> [OBJECTIVE]:
Pull every line of the material below out word for word, leaving out any pictures.
──────── DATA ENTRIES ────────
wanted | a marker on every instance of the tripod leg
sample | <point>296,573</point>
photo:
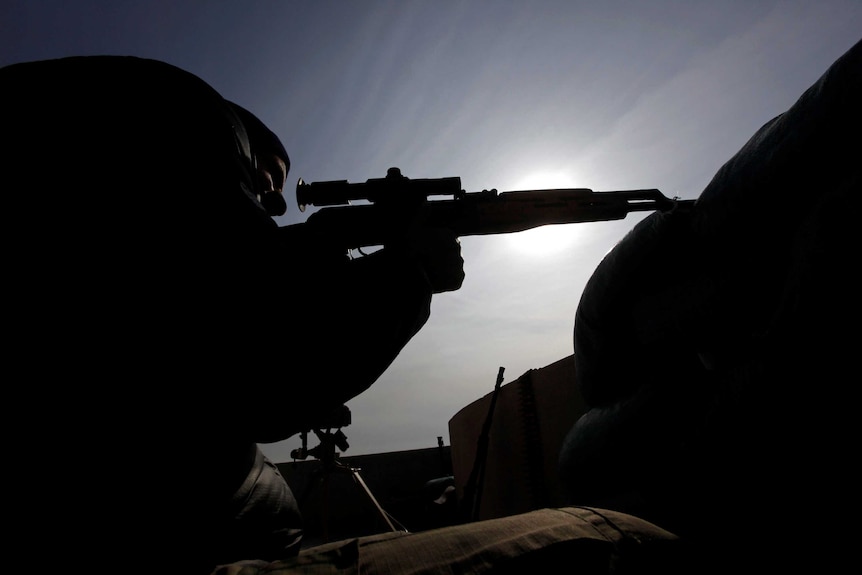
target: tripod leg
<point>358,479</point>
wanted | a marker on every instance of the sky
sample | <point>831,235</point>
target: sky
<point>511,95</point>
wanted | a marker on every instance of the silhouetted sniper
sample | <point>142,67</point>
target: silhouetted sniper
<point>148,271</point>
<point>158,329</point>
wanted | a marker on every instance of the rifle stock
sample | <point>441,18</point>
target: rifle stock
<point>395,201</point>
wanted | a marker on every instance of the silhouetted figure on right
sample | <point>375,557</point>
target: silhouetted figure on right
<point>717,348</point>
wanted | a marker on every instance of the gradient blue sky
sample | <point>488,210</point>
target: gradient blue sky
<point>504,94</point>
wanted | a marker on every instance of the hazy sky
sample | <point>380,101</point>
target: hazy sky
<point>504,94</point>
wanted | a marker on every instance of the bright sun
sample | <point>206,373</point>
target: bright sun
<point>550,239</point>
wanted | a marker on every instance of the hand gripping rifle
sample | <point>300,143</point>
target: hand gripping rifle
<point>393,203</point>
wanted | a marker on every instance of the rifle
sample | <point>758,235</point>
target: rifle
<point>392,203</point>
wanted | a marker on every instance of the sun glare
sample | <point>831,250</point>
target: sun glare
────────
> [RESPONSE TO THE EXERCISE]:
wanted | a marker on every instance of the tripod leg
sample | <point>296,573</point>
photo:
target: tripod leg
<point>358,479</point>
wanted | a marker on every instance of the sky
sample | <point>831,235</point>
target: sky
<point>511,95</point>
wanted | a marker on every instance of the silhouetted sniper
sample | <point>142,67</point>
target: silhouetted sniper
<point>148,271</point>
<point>158,329</point>
wanted | a marker on every instance of the rifle stock
sample | <point>441,18</point>
target: rifle stock
<point>395,201</point>
wanted | a marker on every instance of the silhouetted figure on right
sample | <point>375,557</point>
target: silhouetted figure on right
<point>717,348</point>
wanted | a marker on every instance of the gradient blue sky
sample | <point>488,210</point>
target: gradient blue sky
<point>504,94</point>
wanted | a marker on every instance of the hazy sky
sample | <point>380,101</point>
target: hazy sky
<point>504,94</point>
wanted | a marker on every instance of the bright sun
sample | <point>206,373</point>
target: bright sun
<point>550,239</point>
wanted | a marker on every instance of the hand gripping rifle
sample | <point>300,143</point>
target: hand gripping rifle
<point>393,203</point>
wanted | a marker on every instance of the rifle
sample | <point>758,235</point>
target: rifle
<point>392,203</point>
wanted | a marker on every instance of the sun glare
sample | <point>831,250</point>
target: sun glare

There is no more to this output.